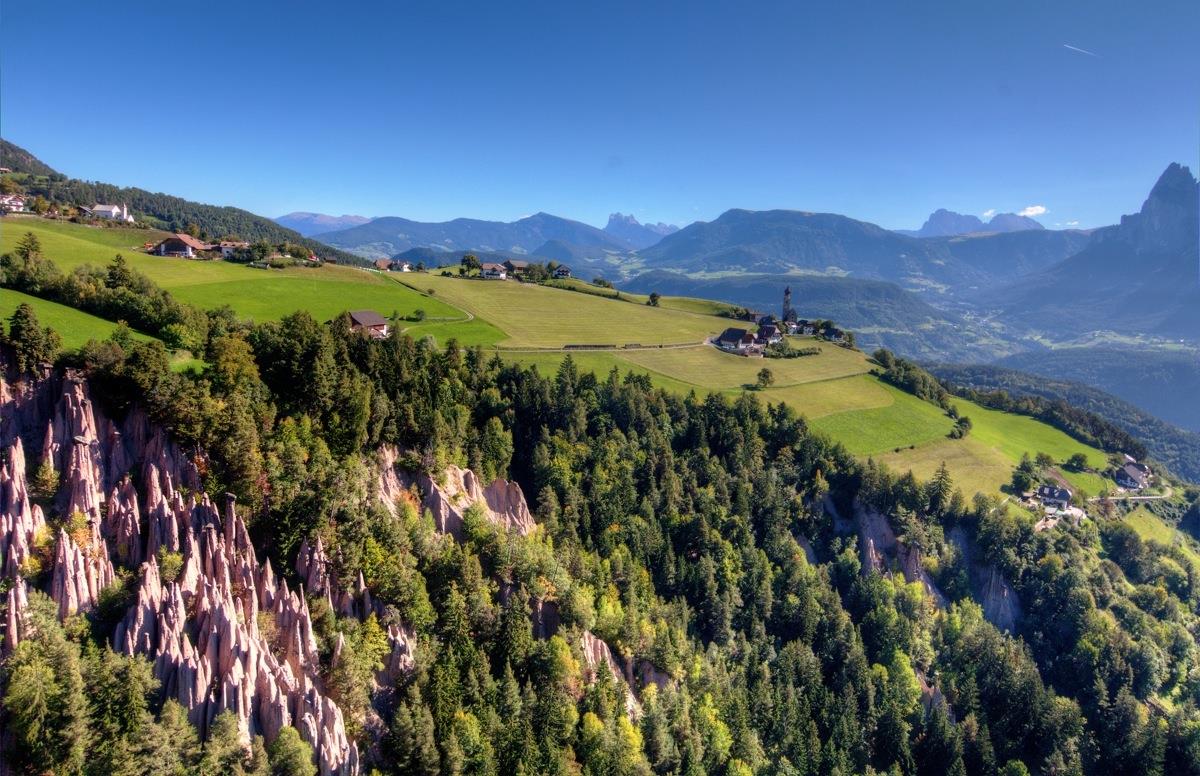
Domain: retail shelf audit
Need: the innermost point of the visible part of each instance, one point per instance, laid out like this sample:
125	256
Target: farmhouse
768	335
735	340
229	247
181	245
1054	495
370	322
112	212
12	203
1133	476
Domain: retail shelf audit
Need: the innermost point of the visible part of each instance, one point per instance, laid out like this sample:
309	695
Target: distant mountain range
1165	383
1141	275
882	314
312	223
946	223
640	235
774	241
18	160
165	211
389	235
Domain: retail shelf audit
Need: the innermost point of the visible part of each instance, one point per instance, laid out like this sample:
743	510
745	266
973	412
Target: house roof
189	240
1053	492
367	318
733	335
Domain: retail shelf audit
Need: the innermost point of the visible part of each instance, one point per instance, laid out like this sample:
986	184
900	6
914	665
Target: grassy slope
1151	527
75	326
258	294
832	389
543	317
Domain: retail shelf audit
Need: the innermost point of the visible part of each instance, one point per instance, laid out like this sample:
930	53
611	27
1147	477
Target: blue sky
677	112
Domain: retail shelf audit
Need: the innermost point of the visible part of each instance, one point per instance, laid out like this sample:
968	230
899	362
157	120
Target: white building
112	212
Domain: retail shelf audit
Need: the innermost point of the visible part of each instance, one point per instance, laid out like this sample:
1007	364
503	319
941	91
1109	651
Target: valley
541	325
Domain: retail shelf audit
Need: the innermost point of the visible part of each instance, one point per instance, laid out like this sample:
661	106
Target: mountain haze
313	223
640	235
1141	275
946	223
390	235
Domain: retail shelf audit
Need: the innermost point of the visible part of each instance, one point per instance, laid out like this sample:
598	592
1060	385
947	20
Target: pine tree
45	696
291	755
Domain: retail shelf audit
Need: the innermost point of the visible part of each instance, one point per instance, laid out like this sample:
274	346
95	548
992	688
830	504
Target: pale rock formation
19	519
457	489
1001	605
227	632
597	655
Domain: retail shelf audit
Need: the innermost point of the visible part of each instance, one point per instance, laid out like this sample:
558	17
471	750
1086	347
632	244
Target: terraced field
75	326
1151	527
257	294
543	317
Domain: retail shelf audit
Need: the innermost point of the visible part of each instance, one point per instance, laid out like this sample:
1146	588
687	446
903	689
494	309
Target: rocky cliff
453	493
225	631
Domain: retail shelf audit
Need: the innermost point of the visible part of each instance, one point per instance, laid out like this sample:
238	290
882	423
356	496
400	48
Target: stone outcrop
881	548
453	493
1001	605
598	656
225	632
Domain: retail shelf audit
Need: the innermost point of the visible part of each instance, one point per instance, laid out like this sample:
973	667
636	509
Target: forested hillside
173	214
772	605
1174	446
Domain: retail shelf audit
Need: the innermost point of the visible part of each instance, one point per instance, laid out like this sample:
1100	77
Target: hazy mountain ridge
640	235
390	235
881	314
315	223
947	223
1164	383
787	240
18	160
1141	275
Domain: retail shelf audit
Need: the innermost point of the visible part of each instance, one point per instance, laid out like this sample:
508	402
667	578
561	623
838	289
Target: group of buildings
1132	475
516	268
393	265
771	330
185	246
19	203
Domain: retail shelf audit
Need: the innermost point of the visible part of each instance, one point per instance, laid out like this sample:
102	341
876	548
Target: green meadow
257	294
1151	527
75	326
..........
### Problem requirements
Reproduce the material word for word, minus the images.

### Result for this task
Domain: retail shelf audit
Need: the innermost point of the visible part of each instance, one point per instance, laid out like this sample:
125	256
Target: farmhouse
768	335
735	340
229	247
181	245
1054	495
370	322
112	212
12	203
1133	476
Domain: retail shelf audit
Need: the innermost point of the visible part of each instance, one point per instance, laid out like this sample:
309	695
Target: distant mountain range
1165	383
1141	275
882	314
312	223
946	223
640	235
774	241
18	160
165	211
389	235
Domain: retail shelf audit
Need: the innermost point of the visible part of each instance, one point per instance, laid out like this sample:
743	510
745	266
973	412
Target: house roof
189	240
1053	492
367	318
733	335
Domain: retail shelf audit
Need: the innermost point of the visible part of each instance, one point per instance, laid out like this sample:
986	184
900	6
914	665
Target: grassy slope
1151	527
75	326
258	294
832	389
543	317
Domain: retail shelf audit
Need: the innermost point of the visible part of each instance, one point per instance, laid out like this sample:
930	53
611	27
1147	477
Target: blue sky
677	112
Domain: retail shelf audit
Need: the innermost point of the visible part of each instance, one point per instance, laid out like this sample:
968	230
899	362
157	120
Target: white building
112	212
Domain: retail shelf audit
Need: the innermost point of the visible part of each instance, one point per instance, laid out like this sample:
1007	364
503	319
941	91
1109	651
Target: valley
541	325
Domain: retail shelf audit
Need: the innermost point of the visible part of each instance, one point per instance, laid out like this sample:
661	106
Target: mountain haze
313	223
640	235
1141	275
946	223
390	235
Domain: retail shelf audit
Need: the innermost point of the visible part of each instance, one point per instance, laid out like this sample:
598	592
1060	385
947	20
Target: pine tree
45	696
291	755
Domain: retail shelf audit
Need: the innermost point of the visible part of each instance, one point per instance, laid out like this sample:
274	346
95	548
992	688
830	504
Target: pale rock formation
19	519
457	489
1001	605
227	632
597	655
Domain: retail shelf audit
Need: the innermost point of the visible part of each instance, one point per instance, laid out like this sample:
558	17
471	750
1086	347
632	244
Target: terraced field
75	326
1151	527
257	294
543	317
Domain: retail shelf audit
Need: the innermost point of the visible part of each instance, one point per instance, laid out like this sample:
1146	588
687	446
903	689
494	309
Target: rocky cliff
453	493
225	631
Domain: retail shelf audit
Need: the innermost point of the visible part of each instance, one point per instance, laid out like this sample:
238	290
882	423
356	496
400	48
Target: stone outcrop
881	548
453	493
1001	605
598	656
225	632
Domain: retail shelf audit
Need: the innermost point of the visible part of each instance, one point per instance, laid out like this sample:
973	667
636	509
Target: forested hillside
173	214
772	605
1174	446
Domain: retail shelf audit
Need: the innermost point of the visible part of each instance, one point per instance, laid out like this sample:
1100	77
Target: hazy mountain ridge
640	235
390	235
881	314
315	223
947	223
1164	383
787	240
18	160
1141	275
Domain: retail shelf audit
Need: the innermost point of the visible part of each instance, one point per instance, laid out like this sample:
508	402
667	578
561	623
838	289
Target: group of buildings
1132	475
516	268
393	265
771	330
185	246
19	203
Domain: retail shelf audit
Need: the innermost point of the visible part of each instance, one point per instance, laid out like this sample:
102	341
876	548
Target: green meadow
257	294
1151	527
75	326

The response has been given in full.